▶ **Task details**:
Repeat each entry in the listing word for word.

▶ **Exercise input**:
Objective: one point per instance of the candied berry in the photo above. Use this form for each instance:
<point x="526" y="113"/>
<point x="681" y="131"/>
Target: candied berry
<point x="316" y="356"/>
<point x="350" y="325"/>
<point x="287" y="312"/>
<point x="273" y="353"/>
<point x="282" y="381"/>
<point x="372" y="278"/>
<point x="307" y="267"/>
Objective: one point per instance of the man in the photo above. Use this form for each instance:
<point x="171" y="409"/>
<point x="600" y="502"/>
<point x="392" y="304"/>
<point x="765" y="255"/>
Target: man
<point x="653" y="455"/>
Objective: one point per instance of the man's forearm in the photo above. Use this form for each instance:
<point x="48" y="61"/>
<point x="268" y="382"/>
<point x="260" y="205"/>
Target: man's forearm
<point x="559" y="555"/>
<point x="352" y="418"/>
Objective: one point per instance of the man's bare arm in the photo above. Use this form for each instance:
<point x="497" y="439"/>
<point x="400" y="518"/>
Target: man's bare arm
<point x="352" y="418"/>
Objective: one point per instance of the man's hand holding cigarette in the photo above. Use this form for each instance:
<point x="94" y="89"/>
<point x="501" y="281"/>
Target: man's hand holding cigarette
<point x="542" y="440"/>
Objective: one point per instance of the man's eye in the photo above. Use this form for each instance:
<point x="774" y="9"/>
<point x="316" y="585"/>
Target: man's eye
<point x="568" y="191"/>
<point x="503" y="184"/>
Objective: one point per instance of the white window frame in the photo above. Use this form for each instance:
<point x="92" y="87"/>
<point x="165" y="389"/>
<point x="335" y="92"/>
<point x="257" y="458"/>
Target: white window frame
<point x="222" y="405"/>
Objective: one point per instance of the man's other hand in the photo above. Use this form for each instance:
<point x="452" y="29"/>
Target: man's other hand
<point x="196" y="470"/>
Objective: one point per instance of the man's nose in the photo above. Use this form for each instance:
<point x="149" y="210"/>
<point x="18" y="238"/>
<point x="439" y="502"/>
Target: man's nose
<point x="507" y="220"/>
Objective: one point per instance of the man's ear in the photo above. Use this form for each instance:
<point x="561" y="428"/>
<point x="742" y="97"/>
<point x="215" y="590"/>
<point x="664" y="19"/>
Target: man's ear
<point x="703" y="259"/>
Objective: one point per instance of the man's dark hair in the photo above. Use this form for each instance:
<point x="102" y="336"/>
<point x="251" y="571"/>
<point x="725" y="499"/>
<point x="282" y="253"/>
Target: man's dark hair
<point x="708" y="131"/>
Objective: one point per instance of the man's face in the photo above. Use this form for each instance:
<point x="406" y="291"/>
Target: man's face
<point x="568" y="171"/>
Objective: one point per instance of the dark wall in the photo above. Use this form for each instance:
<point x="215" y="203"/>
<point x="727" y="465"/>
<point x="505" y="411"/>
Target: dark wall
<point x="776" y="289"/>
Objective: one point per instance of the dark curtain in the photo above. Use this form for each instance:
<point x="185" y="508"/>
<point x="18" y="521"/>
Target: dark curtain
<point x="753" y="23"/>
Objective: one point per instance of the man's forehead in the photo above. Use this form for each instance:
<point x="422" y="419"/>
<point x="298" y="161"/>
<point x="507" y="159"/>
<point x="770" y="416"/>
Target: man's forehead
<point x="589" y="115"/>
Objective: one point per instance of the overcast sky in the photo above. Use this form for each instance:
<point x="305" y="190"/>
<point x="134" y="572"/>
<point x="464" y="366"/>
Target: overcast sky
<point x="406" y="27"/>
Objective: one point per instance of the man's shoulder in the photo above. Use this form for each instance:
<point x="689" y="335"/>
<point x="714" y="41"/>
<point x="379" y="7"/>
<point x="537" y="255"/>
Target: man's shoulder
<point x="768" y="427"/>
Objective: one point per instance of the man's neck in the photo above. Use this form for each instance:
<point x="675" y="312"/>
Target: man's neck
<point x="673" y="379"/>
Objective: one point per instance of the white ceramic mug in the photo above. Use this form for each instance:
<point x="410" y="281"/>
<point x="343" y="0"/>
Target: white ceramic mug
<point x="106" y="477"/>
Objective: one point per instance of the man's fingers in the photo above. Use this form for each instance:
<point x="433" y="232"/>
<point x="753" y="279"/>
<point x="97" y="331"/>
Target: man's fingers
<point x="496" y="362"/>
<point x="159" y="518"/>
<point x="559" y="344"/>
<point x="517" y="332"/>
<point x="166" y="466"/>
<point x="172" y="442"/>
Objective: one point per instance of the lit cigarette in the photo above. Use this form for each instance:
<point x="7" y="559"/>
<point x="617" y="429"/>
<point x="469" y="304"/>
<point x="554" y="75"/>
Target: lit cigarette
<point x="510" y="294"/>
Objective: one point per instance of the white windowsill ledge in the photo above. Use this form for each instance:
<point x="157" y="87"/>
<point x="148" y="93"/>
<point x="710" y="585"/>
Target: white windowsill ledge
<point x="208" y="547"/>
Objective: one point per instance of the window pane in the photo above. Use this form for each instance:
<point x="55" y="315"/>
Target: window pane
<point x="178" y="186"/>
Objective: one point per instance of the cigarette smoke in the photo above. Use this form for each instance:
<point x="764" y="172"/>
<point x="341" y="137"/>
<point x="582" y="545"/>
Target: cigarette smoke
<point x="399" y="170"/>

▶ **Task answer**:
Objective: one point per instance of the candied berry in the photo above. Use this form for each instance:
<point x="526" y="113"/>
<point x="681" y="131"/>
Target: candied berry
<point x="316" y="356"/>
<point x="350" y="325"/>
<point x="287" y="312"/>
<point x="273" y="353"/>
<point x="282" y="381"/>
<point x="372" y="278"/>
<point x="307" y="267"/>
Objective: one point per instance of the man in the photo above. Use this form for each instance:
<point x="171" y="409"/>
<point x="600" y="502"/>
<point x="392" y="304"/>
<point x="765" y="255"/>
Target: man
<point x="653" y="455"/>
Objective: one point per instance of the man's forearm in the photo above. Use this form for each instance:
<point x="48" y="61"/>
<point x="268" y="382"/>
<point x="260" y="205"/>
Target: man's forearm
<point x="559" y="555"/>
<point x="352" y="418"/>
Objective: one point per instance of the man's bare arm in the photo above. Use this form for each instance:
<point x="497" y="439"/>
<point x="400" y="518"/>
Target: man's bare arm
<point x="352" y="418"/>
Objective: one point per instance of the man's hand holding cigarette in the photo above. Use this form for each instance:
<point x="94" y="89"/>
<point x="501" y="281"/>
Target: man's hand holding cigarette
<point x="542" y="440"/>
Objective: one point per instance of the man's eye in the photo above. Use this form for each instance:
<point x="774" y="9"/>
<point x="316" y="585"/>
Target: man's eye
<point x="568" y="191"/>
<point x="503" y="184"/>
Objective: one point per instance of the white window frame in the photo above. Use this form for each instance:
<point x="92" y="87"/>
<point x="165" y="389"/>
<point x="335" y="92"/>
<point x="257" y="458"/>
Target: white window frame
<point x="222" y="405"/>
Objective: one point per instance of the man's other hand in the photo above. Use this form for each instance:
<point x="452" y="29"/>
Target: man's other hand
<point x="196" y="470"/>
Objective: one point per instance of the man's nose in the photo above. Use this form for each instance:
<point x="149" y="210"/>
<point x="18" y="238"/>
<point x="439" y="502"/>
Target: man's nose
<point x="507" y="220"/>
Objective: one point per instance of the man's ear in the photo above. Use this form for each instance:
<point x="561" y="428"/>
<point x="742" y="97"/>
<point x="215" y="590"/>
<point x="664" y="19"/>
Target: man's ear
<point x="703" y="259"/>
Objective: one point per instance of the man's dark hair in the photo above. Use this form for each instance:
<point x="102" y="336"/>
<point x="251" y="571"/>
<point x="725" y="499"/>
<point x="282" y="253"/>
Target: man's dark hair
<point x="708" y="131"/>
Objective: one point per instance of the man's face in the photo above. Use this form for each instance:
<point x="406" y="291"/>
Target: man's face
<point x="568" y="171"/>
Objective: one point per instance of the dark wall in the photo above. Use this form for each instance:
<point x="215" y="203"/>
<point x="727" y="465"/>
<point x="505" y="411"/>
Target: dark wall
<point x="776" y="289"/>
Objective: one point per instance of the dark curtain in the photo above. Use this form for each instance:
<point x="185" y="508"/>
<point x="18" y="521"/>
Target: dark curtain
<point x="753" y="23"/>
Objective: one point per instance of the man's forehead in the photo above. Use this form for each instance:
<point x="422" y="419"/>
<point x="298" y="161"/>
<point x="507" y="159"/>
<point x="770" y="416"/>
Target: man's forehead
<point x="589" y="115"/>
Objective: one point per instance of the overcast sky in the photo above. Use this form for each instance:
<point x="305" y="190"/>
<point x="134" y="572"/>
<point x="464" y="366"/>
Target: overcast sky
<point x="406" y="27"/>
Objective: one point per instance of the man's shoulder in the photo above. Use this form for each instance:
<point x="689" y="335"/>
<point x="714" y="41"/>
<point x="379" y="7"/>
<point x="537" y="255"/>
Target: man's shoulder
<point x="768" y="427"/>
Objective: one point per instance of the man's neck in the photo above. Use this form for each instance:
<point x="675" y="312"/>
Target: man's neck
<point x="673" y="379"/>
Objective: one point per instance of the white ceramic mug in the photo above. Use this form for each instance:
<point x="410" y="281"/>
<point x="343" y="0"/>
Target: white ceramic mug
<point x="106" y="477"/>
Objective: one point per instance of the man's fingers in the photo above. Use this form for each instance:
<point x="433" y="232"/>
<point x="753" y="279"/>
<point x="97" y="331"/>
Target: man's fingers
<point x="496" y="362"/>
<point x="159" y="518"/>
<point x="559" y="344"/>
<point x="517" y="332"/>
<point x="166" y="466"/>
<point x="172" y="442"/>
Objective: one point per instance of the lit cigarette in the photo above. Use this form for each instance:
<point x="7" y="559"/>
<point x="617" y="429"/>
<point x="469" y="304"/>
<point x="554" y="75"/>
Target: lit cigarette
<point x="510" y="294"/>
Objective: one point per instance of the white windowsill ledge in the photo above. Use this form for each instance:
<point x="157" y="87"/>
<point x="148" y="93"/>
<point x="710" y="585"/>
Target: white windowsill ledge
<point x="208" y="547"/>
Objective: one point per instance of the window pane in the photo above. Use this form for each instance:
<point x="55" y="315"/>
Target: window pane
<point x="178" y="186"/>
Objective: one point per instance of the cigarette smoke in the photo above. Use this form for each instance:
<point x="764" y="172"/>
<point x="341" y="137"/>
<point x="582" y="545"/>
Target: cigarette smoke
<point x="399" y="170"/>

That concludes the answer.